• Document extract:
________________________________________
There is no government inspection of ECT devices.
Shock "therapy" took my past, my college education, my musical abilities,
even the knowledge that my children were, in fact, my children. I call
ECT a rape of the soul.
Barbara C. Cody, BS, RN
Hoffman Estates, Ill.
Your cover story correctly notes that electroconvulsive therapy is broadly
considered by organized medicine to be a treatment of proven efficacy against
severe depression. However, it is inaccurate in stating that the American
Psychiatric Association "has sought to make ECT a first-line therapy for
depression and other mental illnesses, rather than a treatment of last
The APA Task Force Report on ECT recommends that the treatment be used
only when other forms of therapy, such as medications or psychotherapy,
have not been effective or cannot be tolerated, and in life-threatening
cases when other treatments will not work quickly enough.
It is significant that the National Alliance for the Mentally Ill and
the National Depressive and Manic-Depressive Association, two major organizations
representing patients and families, support the appropriate use of ECT.
________________________________________
Point localization records
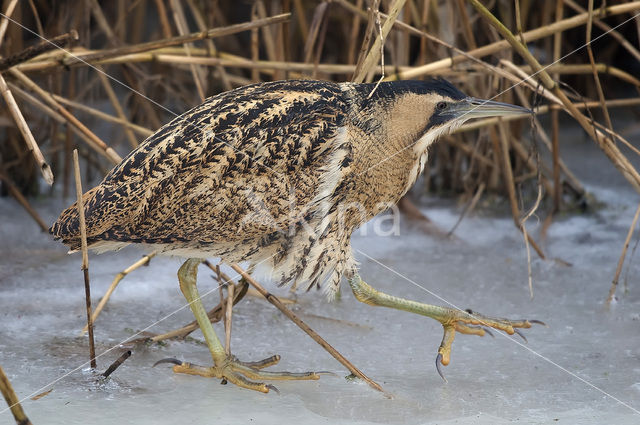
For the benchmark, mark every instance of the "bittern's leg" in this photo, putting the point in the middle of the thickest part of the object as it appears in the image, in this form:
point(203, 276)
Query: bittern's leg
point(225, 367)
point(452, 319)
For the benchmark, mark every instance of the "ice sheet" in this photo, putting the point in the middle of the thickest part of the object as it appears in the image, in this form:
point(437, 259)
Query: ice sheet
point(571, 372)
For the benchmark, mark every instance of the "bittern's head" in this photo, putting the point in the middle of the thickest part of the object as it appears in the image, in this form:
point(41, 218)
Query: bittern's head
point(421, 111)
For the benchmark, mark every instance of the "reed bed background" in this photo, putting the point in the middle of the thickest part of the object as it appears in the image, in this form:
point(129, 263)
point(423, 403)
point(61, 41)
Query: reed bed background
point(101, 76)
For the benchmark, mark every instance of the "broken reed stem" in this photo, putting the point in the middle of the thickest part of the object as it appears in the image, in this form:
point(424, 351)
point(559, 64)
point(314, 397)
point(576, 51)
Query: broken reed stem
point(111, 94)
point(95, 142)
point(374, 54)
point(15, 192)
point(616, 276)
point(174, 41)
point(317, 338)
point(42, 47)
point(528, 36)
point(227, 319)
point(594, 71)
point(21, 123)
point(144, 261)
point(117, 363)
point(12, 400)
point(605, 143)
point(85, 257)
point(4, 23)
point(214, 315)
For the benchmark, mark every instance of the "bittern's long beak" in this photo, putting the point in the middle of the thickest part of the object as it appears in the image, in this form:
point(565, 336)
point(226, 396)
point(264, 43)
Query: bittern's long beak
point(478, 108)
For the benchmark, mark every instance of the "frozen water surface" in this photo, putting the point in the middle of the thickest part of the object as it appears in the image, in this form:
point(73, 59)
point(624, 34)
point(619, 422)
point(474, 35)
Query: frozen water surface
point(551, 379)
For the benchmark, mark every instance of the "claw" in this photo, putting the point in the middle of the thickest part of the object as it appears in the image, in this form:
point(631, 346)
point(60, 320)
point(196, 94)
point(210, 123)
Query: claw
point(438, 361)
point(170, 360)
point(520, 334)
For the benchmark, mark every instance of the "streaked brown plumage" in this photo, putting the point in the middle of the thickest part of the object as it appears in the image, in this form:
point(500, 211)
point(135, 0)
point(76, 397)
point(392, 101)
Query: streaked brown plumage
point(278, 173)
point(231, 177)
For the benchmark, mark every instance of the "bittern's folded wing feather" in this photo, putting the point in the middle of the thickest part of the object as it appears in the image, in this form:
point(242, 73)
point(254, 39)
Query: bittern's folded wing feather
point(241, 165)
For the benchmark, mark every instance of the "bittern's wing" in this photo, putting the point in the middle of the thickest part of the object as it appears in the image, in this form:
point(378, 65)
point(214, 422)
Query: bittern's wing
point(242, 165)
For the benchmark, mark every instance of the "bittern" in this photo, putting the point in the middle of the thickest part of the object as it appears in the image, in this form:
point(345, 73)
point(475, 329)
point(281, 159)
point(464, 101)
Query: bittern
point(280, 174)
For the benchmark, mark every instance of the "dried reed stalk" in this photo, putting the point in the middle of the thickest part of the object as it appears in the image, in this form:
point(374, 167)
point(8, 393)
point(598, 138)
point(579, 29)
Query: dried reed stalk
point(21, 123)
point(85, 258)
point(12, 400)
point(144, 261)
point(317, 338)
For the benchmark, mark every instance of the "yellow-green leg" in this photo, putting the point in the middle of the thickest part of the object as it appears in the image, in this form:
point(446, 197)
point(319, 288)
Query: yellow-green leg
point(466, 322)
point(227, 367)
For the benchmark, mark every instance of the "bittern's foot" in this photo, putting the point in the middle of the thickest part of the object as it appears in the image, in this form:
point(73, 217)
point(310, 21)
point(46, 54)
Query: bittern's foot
________________________________________
• Using the information:
**a)** According to the letters on electroconvulsive therapy, which two organizations representing patients and families support the appropriate use of ECT?
**b)** Write a continuation of the letters on electroconvulsive therapy, starting after their last sentence.
These records come from a separate source.

• Answers by task:
**a)** The National Alliance for the Mentally Ill and the National Depressive and Manic-Depressive Association.

**b)**
Melvin Sabshin, MD
American Psychiatric Association
In 1995, Texas State Reps. Dawnna Dukes, Billy Clemmons and I introduced
bipartisan legislation in the House of Representatives to outlaw the use
in Texas of the barbaric psychiatric treatment known as electroshock therapy.
We were aided by advocacy groups like the National Association for the
Advancement of Colored People (NAACP), the National Organization for Women
(NOW) and the World Association of Electroshock Survivors.
Our legislation died in committee. Fortunately, Texas has a law requiring
detailed reporting on the use of shock therapy. As your story pointed out,
vulnerable elderly women are the primary targets.
Since introducing my bill, I have met with and heard from scores of
human "after-shock" victims who were treated like lab rats and now suffer
permanent new afflictions such as memory loss, learning disabilities and
seizure disorders. Few people are properly warned of the known dangers
of shock treatment.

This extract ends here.